-- PASSAGE PROVIDED start --

# converters, pumps, etc...????



## wickford (Mar 21, 2008)

I've only done one fountain pen, and I like it very much, but I don't know anything about some of the terms.  Can anyone summarize, or guide me to someplace I can learn more?  My first was a Ligero, but when it runs out of ink, I'm not sure what to do.  I see references to pumps and converters and stuff, but I have no clue what they are or how to use them.  Help!!

Also, I've found that the nib seems to be a little too big for my writing style.  Can I change it out to a finer point?  Any ideas where I can get all this stuff???

Thanks for any responses!!!


----------



## bosipipes (Mar 21, 2008)

http://www.turchetta.com/goldennib/
and
http://www.heritagepens.com/products.asp?cat=28


----------



## Firefyter-emt (Mar 21, 2008)

Here is the biggest selection of info in one place about diffrent filling systems.
http://www.richardspens.com/?page=ref_info/vac_diaphragm.htm

As for your Ligero, it depens if you have a throw away refill in the pen or a converter. Most likly you just have the refill.  You can go as easy as just buying new refills, but that gets old fast.  It just came to light about possiable problems with the Schmidtt converters that are sold for our kits.  However, Lou has some better converters that are better looking and will fit. The cost in fact, is about the same and well worth the price.

I do suggest you flush the pen and new converter with a water to ammonia solution (90% water to 10% ammonia) to clean and flush the pen and the new converter.  The converter will fit in the pen just like the refill, but allow you to use bottled ink. 

Bottled ink is much more for your dollar, in fact one could make the point that it is enviromentaly friendly. The fountain pen itself is not tossed in the trash when empty, not is the ink delivery mechanics. The ink itslef is in a glass bottle that can be recycled as well. [] 

I recomend that you take advantage of the ink sample program at: http://shop.peartreepens.com/main.sc for just $4.00 shipped you can buy four samples of ink to test out colors and brands. Noodlers has the best bang for the buck, my favorite writing inks are Visconti and Diamine.  If you want to ask me to recomend one based on a color range, just ask. 

The Ligero has the larger nib and I "think" that Lou has the larger nibs with diffrent width lines if you look into it.


----------



## Texatdurango (Mar 21, 2008)

The best thing you can do is grab a cup of coffee, set back, relax and click on this forum.  Starting with the oldest thread, read foreward since most threads are short and have some valuable info.  After just an hour of reading you will be able to talk fountain talk with the best of them.  There was a thread just the other day about the Ligero and how to overcome it's refill problems.


----------

-- PASSAGE PROVIDED end --
-- DATASET CONTENT start --

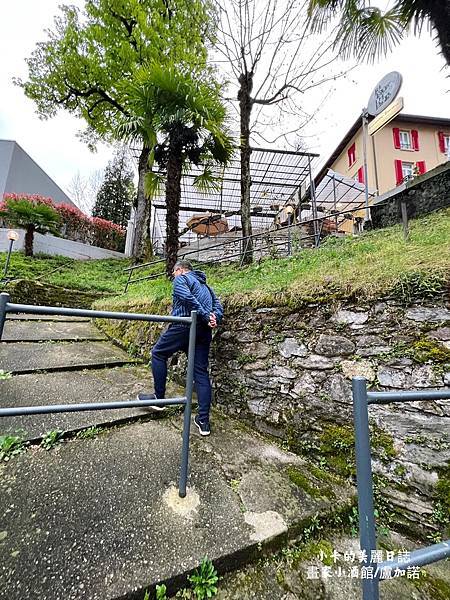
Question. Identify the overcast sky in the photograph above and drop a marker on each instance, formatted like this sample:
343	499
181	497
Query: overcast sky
53	143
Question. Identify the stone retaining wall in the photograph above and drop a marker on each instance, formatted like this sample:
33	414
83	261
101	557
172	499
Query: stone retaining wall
289	375
424	194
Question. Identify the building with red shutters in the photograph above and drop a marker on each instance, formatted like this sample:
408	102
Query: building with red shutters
407	146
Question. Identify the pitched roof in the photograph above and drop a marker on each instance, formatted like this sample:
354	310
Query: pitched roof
403	118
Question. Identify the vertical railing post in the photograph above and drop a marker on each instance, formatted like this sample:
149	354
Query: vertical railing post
188	406
367	533
128	282
4	299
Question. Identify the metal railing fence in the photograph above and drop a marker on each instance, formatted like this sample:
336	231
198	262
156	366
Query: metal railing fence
384	570
186	401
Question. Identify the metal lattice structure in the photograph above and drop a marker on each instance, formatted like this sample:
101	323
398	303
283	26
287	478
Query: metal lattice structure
278	176
335	192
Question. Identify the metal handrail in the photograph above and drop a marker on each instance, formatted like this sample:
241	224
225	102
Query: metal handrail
361	400
186	401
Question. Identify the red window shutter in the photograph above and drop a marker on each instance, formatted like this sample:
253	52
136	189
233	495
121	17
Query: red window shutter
396	132
398	171
351	152
421	167
361	174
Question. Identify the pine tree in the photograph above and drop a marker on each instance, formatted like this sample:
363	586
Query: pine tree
115	196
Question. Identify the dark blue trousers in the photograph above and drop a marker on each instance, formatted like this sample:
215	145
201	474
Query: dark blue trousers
176	339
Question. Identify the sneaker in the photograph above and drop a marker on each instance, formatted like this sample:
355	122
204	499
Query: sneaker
203	426
142	396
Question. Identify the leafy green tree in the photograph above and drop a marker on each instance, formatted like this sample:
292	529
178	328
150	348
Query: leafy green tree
367	32
184	122
115	196
90	59
31	214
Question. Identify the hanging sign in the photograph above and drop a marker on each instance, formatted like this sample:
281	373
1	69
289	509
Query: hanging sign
384	93
386	116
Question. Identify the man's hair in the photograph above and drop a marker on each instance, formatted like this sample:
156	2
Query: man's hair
184	264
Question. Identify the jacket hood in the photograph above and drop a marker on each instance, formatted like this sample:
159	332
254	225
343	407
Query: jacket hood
198	275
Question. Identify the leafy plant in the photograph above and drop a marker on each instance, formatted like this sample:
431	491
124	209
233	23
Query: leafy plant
51	439
10	445
204	580
34	213
89	433
161	592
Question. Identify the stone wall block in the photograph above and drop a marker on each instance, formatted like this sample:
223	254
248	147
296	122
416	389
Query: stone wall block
394	378
334	345
290	347
257	349
423	314
340	389
371	345
441	334
425	377
304	385
360	368
350	317
314	361
283	372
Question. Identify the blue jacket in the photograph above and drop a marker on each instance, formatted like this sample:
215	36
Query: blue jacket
190	292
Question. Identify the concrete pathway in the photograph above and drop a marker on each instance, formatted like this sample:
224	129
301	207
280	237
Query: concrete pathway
101	518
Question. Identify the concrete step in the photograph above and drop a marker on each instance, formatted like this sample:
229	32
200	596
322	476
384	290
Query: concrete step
38	331
28	357
73	387
101	518
312	572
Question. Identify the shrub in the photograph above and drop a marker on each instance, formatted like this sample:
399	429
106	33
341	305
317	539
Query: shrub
68	221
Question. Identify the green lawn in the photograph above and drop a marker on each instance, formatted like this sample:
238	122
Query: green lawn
365	266
90	275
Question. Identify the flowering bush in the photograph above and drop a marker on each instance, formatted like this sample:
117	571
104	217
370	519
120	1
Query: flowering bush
75	225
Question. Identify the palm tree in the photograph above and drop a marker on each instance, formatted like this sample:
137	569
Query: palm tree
31	213
367	32
182	119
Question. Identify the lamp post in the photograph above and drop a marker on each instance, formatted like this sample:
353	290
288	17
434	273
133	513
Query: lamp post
12	236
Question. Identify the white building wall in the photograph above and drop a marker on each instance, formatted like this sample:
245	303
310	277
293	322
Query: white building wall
50	244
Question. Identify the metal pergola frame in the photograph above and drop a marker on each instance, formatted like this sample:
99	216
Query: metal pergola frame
277	177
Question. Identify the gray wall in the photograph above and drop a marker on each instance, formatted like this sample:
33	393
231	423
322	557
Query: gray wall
20	174
422	195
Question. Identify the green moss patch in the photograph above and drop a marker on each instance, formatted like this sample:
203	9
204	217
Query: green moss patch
313	488
425	351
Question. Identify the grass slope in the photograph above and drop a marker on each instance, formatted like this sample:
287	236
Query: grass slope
366	266
104	275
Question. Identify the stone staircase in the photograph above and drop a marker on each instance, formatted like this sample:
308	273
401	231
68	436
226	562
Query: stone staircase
98	515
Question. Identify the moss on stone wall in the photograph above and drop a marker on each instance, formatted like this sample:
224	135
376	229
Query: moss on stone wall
424	351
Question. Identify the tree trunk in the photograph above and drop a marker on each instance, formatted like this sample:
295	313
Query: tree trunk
173	198
245	109
29	239
439	14
142	248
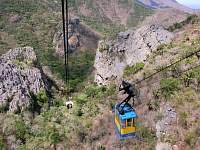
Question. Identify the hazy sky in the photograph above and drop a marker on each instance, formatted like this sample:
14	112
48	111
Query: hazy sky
191	3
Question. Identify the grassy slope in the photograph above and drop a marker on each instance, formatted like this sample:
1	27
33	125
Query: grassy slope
104	25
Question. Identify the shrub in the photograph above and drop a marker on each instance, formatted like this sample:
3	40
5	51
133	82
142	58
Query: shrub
147	135
2	144
169	86
133	69
183	119
21	130
191	138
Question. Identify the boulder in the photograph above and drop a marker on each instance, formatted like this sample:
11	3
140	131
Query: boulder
130	48
18	79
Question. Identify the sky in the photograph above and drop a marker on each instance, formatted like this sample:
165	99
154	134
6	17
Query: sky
195	4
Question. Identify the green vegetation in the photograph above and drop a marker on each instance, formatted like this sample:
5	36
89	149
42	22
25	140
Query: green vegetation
190	19
169	86
140	12
2	145
183	119
148	135
191	138
108	29
133	69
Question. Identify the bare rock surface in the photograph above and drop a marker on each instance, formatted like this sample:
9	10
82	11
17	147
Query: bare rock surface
169	117
130	48
80	37
18	79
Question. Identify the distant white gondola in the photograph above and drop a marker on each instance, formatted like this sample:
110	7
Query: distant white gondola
69	104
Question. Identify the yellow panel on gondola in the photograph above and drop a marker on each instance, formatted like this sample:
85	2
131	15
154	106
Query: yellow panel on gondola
125	123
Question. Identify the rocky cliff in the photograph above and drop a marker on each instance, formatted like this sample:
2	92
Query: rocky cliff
81	37
18	79
130	48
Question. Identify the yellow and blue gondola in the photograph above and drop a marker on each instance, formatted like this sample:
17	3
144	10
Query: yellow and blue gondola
125	120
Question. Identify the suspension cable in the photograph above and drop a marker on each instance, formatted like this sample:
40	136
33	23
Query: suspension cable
181	59
180	73
65	38
67	68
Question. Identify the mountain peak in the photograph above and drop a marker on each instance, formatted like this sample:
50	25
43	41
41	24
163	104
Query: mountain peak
157	4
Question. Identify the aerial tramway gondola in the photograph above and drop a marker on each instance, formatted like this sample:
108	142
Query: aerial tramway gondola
125	114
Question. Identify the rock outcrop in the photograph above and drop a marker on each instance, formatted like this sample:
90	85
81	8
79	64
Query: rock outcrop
18	79
130	48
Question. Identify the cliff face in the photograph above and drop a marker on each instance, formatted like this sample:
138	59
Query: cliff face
18	79
159	4
130	48
81	37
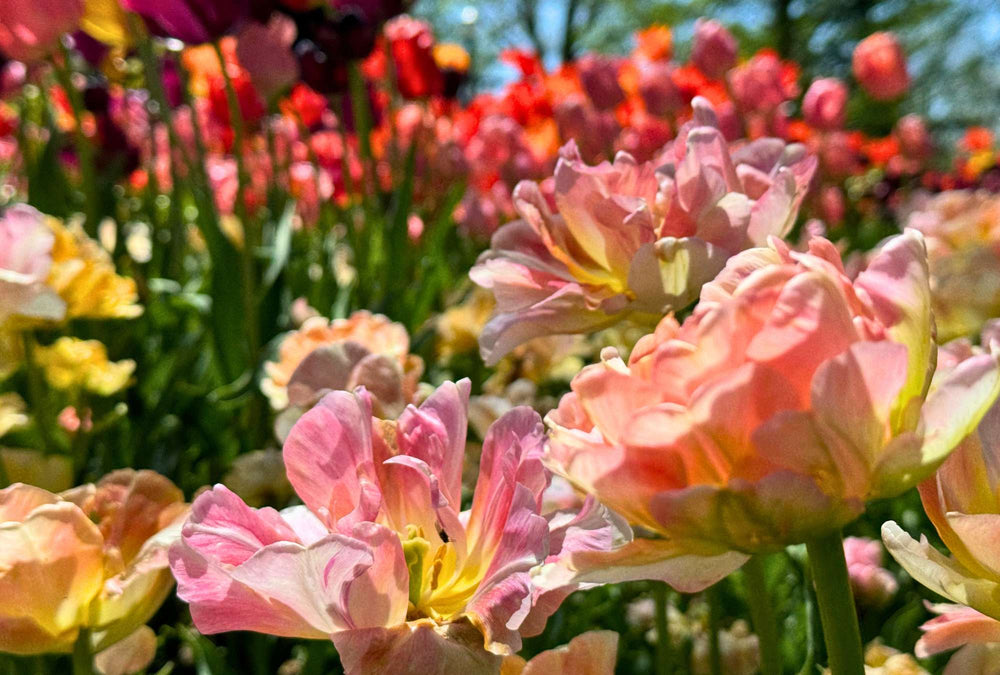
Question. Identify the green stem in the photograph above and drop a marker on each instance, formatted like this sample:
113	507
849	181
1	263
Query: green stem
251	240
36	394
81	142
762	616
836	605
83	659
712	595
664	651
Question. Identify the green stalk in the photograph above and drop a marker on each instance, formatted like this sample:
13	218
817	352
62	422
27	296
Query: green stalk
83	659
762	616
36	394
836	605
250	238
664	651
82	144
714	599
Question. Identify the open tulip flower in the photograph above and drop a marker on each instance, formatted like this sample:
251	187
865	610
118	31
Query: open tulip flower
789	398
380	559
963	501
630	240
90	561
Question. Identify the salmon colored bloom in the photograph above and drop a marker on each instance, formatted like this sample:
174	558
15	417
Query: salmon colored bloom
632	241
962	229
879	64
363	350
789	398
593	653
962	500
379	559
30	29
91	558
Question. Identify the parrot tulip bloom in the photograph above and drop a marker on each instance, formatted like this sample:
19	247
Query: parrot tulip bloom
632	241
363	350
92	558
30	29
25	260
789	398
380	559
963	501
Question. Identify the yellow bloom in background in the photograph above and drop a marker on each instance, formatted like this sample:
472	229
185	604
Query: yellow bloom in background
72	364
49	472
105	21
84	276
12	413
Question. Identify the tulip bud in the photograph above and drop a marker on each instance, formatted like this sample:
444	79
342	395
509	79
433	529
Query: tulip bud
879	65
825	103
714	49
657	89
599	77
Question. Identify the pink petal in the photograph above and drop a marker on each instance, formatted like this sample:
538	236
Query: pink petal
328	455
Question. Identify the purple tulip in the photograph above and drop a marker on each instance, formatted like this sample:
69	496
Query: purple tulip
192	21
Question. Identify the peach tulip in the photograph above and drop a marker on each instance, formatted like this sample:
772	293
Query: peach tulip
379	559
792	396
632	241
363	350
25	260
963	501
593	653
93	558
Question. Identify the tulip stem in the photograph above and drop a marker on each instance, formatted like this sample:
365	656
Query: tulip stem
83	659
664	655
82	143
762	616
836	605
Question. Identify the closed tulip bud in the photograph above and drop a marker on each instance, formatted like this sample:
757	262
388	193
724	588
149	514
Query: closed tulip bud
825	104
879	65
599	77
714	49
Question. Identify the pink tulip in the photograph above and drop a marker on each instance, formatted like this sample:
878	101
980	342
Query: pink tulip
265	51
26	243
825	104
632	241
379	558
593	653
879	65
915	140
714	49
30	29
599	78
92	558
787	400
758	85
963	501
657	89
872	584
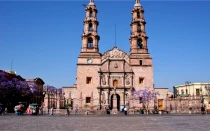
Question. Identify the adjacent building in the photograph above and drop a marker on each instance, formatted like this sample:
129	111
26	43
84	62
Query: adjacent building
190	89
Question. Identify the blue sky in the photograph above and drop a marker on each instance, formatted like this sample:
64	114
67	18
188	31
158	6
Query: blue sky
44	38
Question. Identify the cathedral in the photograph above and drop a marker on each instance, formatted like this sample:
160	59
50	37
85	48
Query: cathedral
108	79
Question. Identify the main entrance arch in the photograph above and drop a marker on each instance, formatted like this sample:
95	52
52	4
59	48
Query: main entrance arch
118	102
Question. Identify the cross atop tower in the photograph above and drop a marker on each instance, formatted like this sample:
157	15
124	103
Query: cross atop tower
137	3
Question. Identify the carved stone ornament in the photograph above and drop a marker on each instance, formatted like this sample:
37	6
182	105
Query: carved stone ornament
115	53
115	65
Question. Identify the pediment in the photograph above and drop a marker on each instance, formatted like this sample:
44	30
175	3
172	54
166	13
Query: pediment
115	54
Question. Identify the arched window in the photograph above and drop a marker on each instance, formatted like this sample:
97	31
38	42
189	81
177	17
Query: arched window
139	27
115	83
138	14
90	42
91	13
90	27
139	43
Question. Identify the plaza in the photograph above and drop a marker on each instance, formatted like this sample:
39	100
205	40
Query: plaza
170	122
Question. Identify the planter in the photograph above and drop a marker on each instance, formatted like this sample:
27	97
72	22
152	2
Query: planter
160	112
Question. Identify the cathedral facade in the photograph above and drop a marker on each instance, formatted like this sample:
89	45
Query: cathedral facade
108	79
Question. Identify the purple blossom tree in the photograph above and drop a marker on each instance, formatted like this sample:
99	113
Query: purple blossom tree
52	89
147	95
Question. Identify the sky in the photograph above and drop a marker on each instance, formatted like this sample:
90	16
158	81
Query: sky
43	38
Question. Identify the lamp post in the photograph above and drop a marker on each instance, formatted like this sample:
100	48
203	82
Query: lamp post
187	83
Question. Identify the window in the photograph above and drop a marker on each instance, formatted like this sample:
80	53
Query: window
90	43
139	27
140	100
90	27
141	80
138	14
87	99
140	62
115	83
139	43
91	13
89	80
197	92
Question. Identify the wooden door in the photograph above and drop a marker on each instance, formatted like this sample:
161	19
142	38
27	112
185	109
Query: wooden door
160	104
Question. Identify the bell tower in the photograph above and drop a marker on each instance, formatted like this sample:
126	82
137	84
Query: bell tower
138	38
90	36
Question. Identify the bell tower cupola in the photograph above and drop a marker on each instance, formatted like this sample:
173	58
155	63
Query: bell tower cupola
138	38
90	36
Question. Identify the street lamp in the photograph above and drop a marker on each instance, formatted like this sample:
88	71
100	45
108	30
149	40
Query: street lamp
202	99
187	83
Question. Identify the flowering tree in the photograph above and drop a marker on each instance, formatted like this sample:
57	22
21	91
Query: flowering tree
14	88
146	95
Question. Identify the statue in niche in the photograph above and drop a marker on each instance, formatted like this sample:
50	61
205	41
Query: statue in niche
103	79
115	65
127	79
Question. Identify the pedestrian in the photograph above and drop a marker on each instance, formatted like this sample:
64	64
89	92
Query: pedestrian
67	109
51	113
76	111
125	110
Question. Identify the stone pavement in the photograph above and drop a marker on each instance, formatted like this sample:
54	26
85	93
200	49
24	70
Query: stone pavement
188	122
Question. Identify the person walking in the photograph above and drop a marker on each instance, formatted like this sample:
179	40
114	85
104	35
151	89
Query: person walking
125	110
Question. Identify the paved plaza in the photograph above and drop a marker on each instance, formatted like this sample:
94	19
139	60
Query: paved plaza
169	122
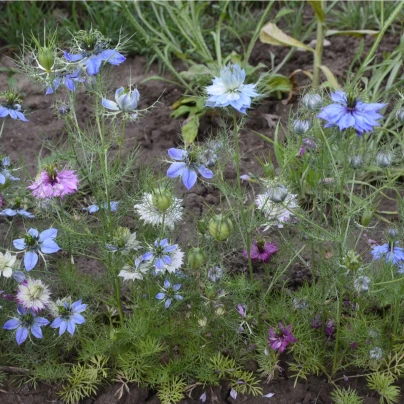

-- DATASET CONTENT end --

WHAT IS ASKED:
• A. Name every user who posted in the fountain pen thread.
• B. Reproduce the fountain pen thread verbatim from "I do suggest" to "range, just ask.".
Rely only on the fountain pen thread and nothing else.

TASK-BY-TASK OUTPUTS:
• A. wickford, bosipipes, Firefyter-emt, Texatdurango

• B.
I do suggest you flush the pen and new converter with a water to ammonia solution (90% water to 10% ammonia) to clean and flush the pen and the new converter.  The converter will fit in the pen just like the refill, but allow you to use bottled ink. 

Bottled ink is much more for your dollar, in fact one could make the point that it is enviromentaly friendly. The fountain pen itself is not tossed in the trash when empty, not is the ink delivery mechanics. The ink itslef is in a glass bottle that can be recycled as well. [] 

I recomend that you take advantage of the ink sample program at: http://shop.peartreepens.com/main.sc for just $4.00 shipped you can buy four samples of ink to test out colors and brands. Noodlers has the best bang for the buck, my favorite writing inks are Visconti and Diamine.  If you want to ask me to recomend one based on a color range, just ask.